Challenge A »
Please write out the post on copyright and online music videos word for word, from "Friday, August 31, 2012" up to and including "convergence and copyright.".
Challenge B »
Write the next part of the post on copyright and online music videos, picking up after its final sentence.

Document »
^^^^^^^^^^^^^^^^

Friday, August 31, 2012

Copyright and its Effects on Converging Media: Online Music Videos


Online music videos are everywhere on the internet, in your google search, on your Facebook wall, in blogs, and of course they can be found on YouTube. They are a product of converging media, video and music, located in a digital space that is accessible through your phone, your computer, and even through your tv these days. The issue these videos face is the intertwined relationship of convergence and copyright. 


Over the last 200 years intellectual property has been protected by copyright law for the purpose of seeing that property enter the public domain and used to enhance culture by inspiring new works through derivation. However over these past 200 years we have seen copyright evolve and change with growing media industry reaching a point where copyright no longer lasts for a term of fourteen plus another fourteen years, and instead lasts a lifetime plus seventy. Currently media is run by an oligopoly of the seven dominant media moguls, which include Bertelsmann, Sony, News Corporation, Disney, Viacom, Vivendi and AOL-Time Warner; they use this oligopoly to control the distribution and use of “their” intellectual property (McChesney 2001). With the emergence of digital convergence we are seeing a crack in this control. Consumers have become producers of their own content, such as online music videos, through digital convergent sites like YouTube (Hilderbrand 2007). This puts them in conflict with the oligopoly, which then defends itself using an instrument, that was designed to protect the public, to attack it, that instrument is copyright.


           It is common for us to see our favourite copies of or user-generated music videos disappear or stop functioning on YouTube. This can be a result of the copyright owners requesting its removal in the attempt to regain their diminishing control over the accessibility and distribution of the infringed content (Hilderbrand 2007). One safeguard that many have found refuge in is to cite the DMCA’s fair use clause. Fair use (Fair Dealings in Australia) is a clause included in copyright that enables the use of copyrighted materials in certain circumstances, but is only a legal defence and not a right (Lessig 2008). This means user created music videos that appropriates music, lyrics, and/or visuals from a song or music video can be taken to court and sued for breaching copyright. And while the fair use clause may deter some court cases, it isn’t a guaranteed method and more often then not when presented with going to court and paying the fees or taking down the video, YouTube or the user will remove it.



Theorists like Jenkins (2004) believe that these conflicts over media content fuel the advance of convergence, but that seems optimistic and theorists like McChesney (2001) would argue that the dominant media corporations will try to maintain the status quo, and will use their power and influence to sway the government to increase the power the already huge power and control they have over their intellectual properties. We are still in the early process of digital convergence, but we can already make out some of the paths that might lay ahead of us, some brighter then others. Lessig (2008) and Jenkins (2004) both believe that copyright needs to be less restrictive.

^^^^^^^^^^^^^^^^

Collected material »
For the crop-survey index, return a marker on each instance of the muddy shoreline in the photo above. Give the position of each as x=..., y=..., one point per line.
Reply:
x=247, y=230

^^^^^^^^^^^^^^^^

Task result A »
Friday, August 31, 2012

Copyright and its Effects on Converging Media: Online Music Videos


Online music videos are everywhere on the internet, in your google search, on your Facebook wall, in blogs, and of course they can be found on YouTube. They are a product of converging media, video and music, located in a digital space that is accessible through your phone, your computer, and even through your tv these days. The issue these videos face is the intertwined relationship of convergence and copyright.

Task result B »
 The problem comes not, paradoxically, from a lack of control. It comes from too much control. Because the law allows the copyright owner to veto use, the copyright owner must worry about misuse. The solution to that worry is less power. If the owner can’t control the use, then the misuse is not the owner’s responsibility.” (Lessig 2008 pp. 257)




The owners of intellectual propterty are worried about the misuse of their products, because in this age of digital convergence a photo shopped image of Bert from Sesame Street and Bin Laden of Al Qaeda can wind up in the evening news as part of an anit-American protest in the Middle East (Jenkins 2006). Lessig seems to indicate that copyright would benefit both parties more if owners were given less power. Then should a bit of their intellectual property wind up in an online music video, they wouldn’t need to worry about how it’s used. If appropriating materials becomes the norm (which some might consider to already be the case) then when the content is misused, it won’t cast a bad image on the owner, because as a rule the content will be dismissed as appropriative and not as the original. This will allow user generated appropriative online music videos to spread and experiment without impunity and the companies can see it as a form of advertisement and not bad news waiting to happen.

Another concern is that user generated content may present itself as a competitor to the original, thus being a free easy to access alternative to buying the original. This was the original purpose of copyright, to protect intellectual property from copies so that the author and publisher could make a return of profit and thus want to produce more works (Netanel 1996). The issue is that most user-generated music videos are not going to replace originals. One reason is that they lack the glamour and funding that the originals have, by essence user generated content is low quality. Also if video or images are borrowed they don’t necessarily compete, because the original videos are design from start to finish to compliment the music. The original music video is designed to capture our attention over and over again, or it wouldn’t be very marketable. That isn’t the intention of say a remix which burrows images and music to create a unique and new video that is more of a gimmick or is trying to use either the music or the images/video to change the way either is interpreted. One could argue that watching the remix may even create a need to see or hear the original, becoming an agent of advertising instead of piracy.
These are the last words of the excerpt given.